Guy Tardif

Guy Tardif (May 30, 1935 – May 24, 2005) was a politician in the Canadian province of Quebec. He was a Parti Québécois member of the National Assembly of Quebec from 1976 to 1985 and was a cabinet minister in the governments of René Lévesque and Pierre-Marc Johnson. He is the grandfather of Kansas City Chiefs guard Laurent Duvernay-Tardif.

Early life and career

Tardif was born in Montreal, received his early education in that city, and later studied at the University of Ottawa and the Université de Montréal. He was a Royal Canadian Mounted Police (RCMP) officer from 1955 to 1960 and was a lecturer and administrative assistant for the Montreal Police Service from 1963 to 1970.

He received a master's degree in criminology in 1966 and earned a Ph.D. from the Université de Montréal in 1974 for a thesis submission entitled Police et politique au Québec. Tardif also wrote several articles on police and prison issues and was a consultant for various government departments and commissions before launching his own career in politics.[1]

Legislator and cabinet minister

Municipal affairs minister

Tardif was elected to the Quebec legislature in the 1976 provincial election, defeating one-term Liberal incumbent Jean Bienvenue in the Montreal division of Crémazie as the Parti Québécois won a historic majority government across the province. He was appointed to René Lévesque's first cabinet as minister of municipal affairs on November 26, 1976.

[STORED RECORDS]
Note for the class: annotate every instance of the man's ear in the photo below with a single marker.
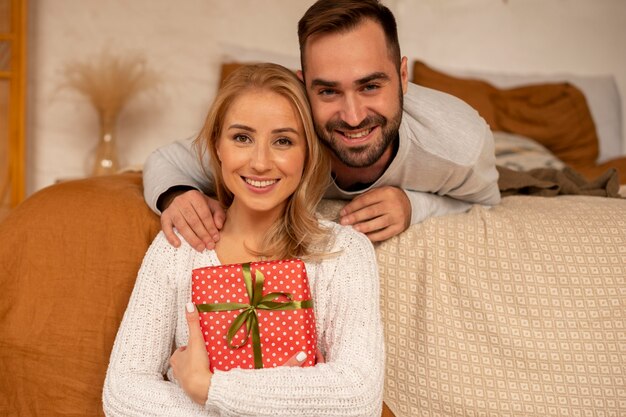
(404, 74)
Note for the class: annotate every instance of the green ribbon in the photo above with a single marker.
(249, 313)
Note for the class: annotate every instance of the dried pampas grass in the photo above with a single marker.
(109, 81)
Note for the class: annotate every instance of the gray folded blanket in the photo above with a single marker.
(549, 182)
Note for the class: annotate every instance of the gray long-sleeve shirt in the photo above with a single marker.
(445, 160)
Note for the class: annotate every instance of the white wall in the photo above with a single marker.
(184, 41)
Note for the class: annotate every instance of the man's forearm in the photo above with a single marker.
(172, 168)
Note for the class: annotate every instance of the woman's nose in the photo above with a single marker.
(260, 159)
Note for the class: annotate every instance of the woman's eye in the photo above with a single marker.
(326, 92)
(284, 142)
(241, 138)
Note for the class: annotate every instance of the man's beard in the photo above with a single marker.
(366, 155)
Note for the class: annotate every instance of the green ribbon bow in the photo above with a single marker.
(249, 313)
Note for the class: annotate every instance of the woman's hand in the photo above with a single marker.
(190, 363)
(299, 358)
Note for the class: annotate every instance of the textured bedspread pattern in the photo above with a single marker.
(518, 310)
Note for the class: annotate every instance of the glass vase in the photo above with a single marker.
(106, 159)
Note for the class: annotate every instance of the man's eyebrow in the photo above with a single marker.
(318, 82)
(372, 77)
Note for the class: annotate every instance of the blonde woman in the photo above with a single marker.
(269, 172)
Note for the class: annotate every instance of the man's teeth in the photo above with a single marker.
(260, 184)
(357, 135)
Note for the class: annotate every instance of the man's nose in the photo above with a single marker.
(353, 111)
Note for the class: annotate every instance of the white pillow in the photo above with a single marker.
(238, 53)
(521, 153)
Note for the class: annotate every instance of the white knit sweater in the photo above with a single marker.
(346, 304)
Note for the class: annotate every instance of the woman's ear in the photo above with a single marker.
(217, 150)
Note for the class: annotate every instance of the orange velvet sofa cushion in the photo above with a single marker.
(68, 262)
(555, 115)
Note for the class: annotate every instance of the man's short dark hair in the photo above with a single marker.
(334, 16)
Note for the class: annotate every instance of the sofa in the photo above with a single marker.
(517, 310)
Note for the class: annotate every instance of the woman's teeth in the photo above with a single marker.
(260, 184)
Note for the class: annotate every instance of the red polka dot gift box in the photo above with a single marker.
(255, 315)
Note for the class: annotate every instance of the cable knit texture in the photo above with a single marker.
(345, 291)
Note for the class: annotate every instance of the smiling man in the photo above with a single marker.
(400, 153)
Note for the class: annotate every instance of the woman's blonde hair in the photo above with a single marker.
(296, 232)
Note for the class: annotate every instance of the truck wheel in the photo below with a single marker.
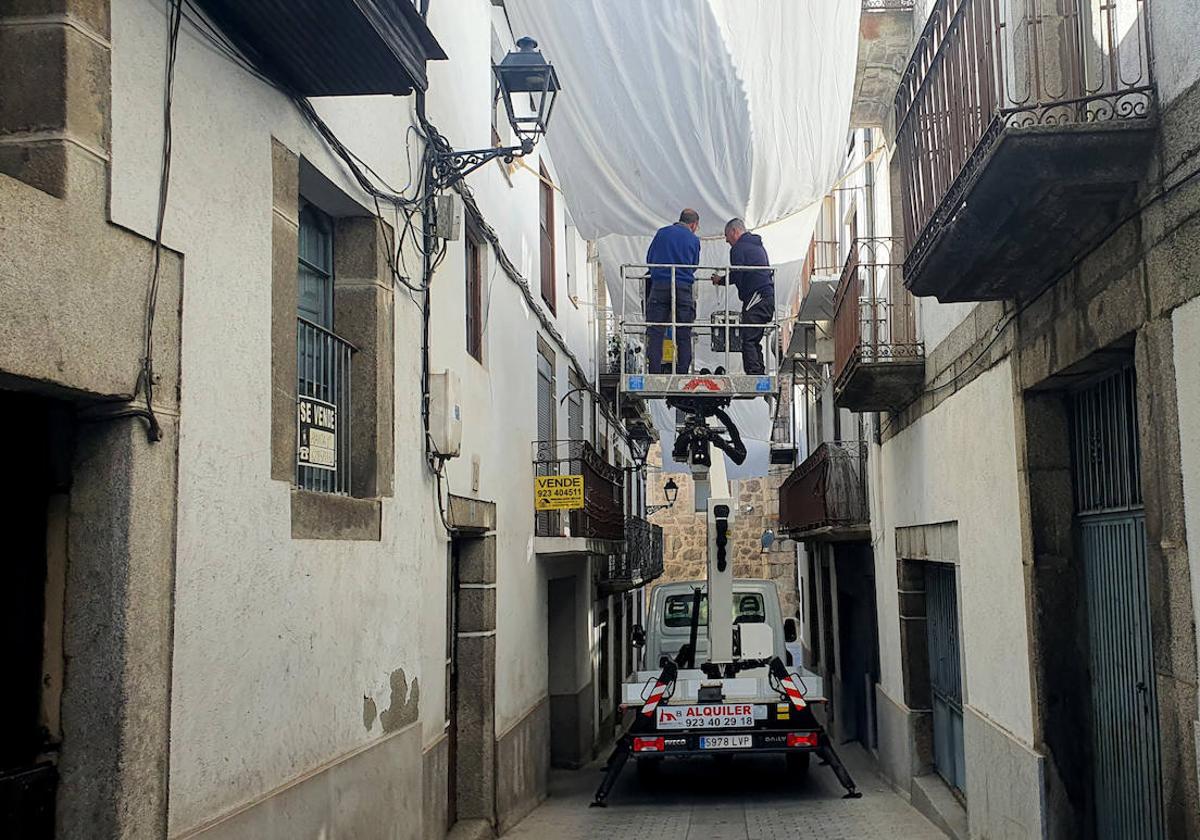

[DIRECTIONS] Can you pull out, word for word, the stretch of the Guy Tardif article from "Municipal affairs minister" through "November 26, 1976."?

[RESULT FOR THIS EXERCISE]
Municipal affairs minister

Tardif was elected to the Quebec legislature in the 1976 provincial election, defeating one-term Liberal incumbent Jean Bienvenue in the Montreal division of Crémazie as the Parti Québécois won a historic majority government across the province. He was appointed to René Lévesque's first cabinet as minister of municipal affairs on November 26, 1976.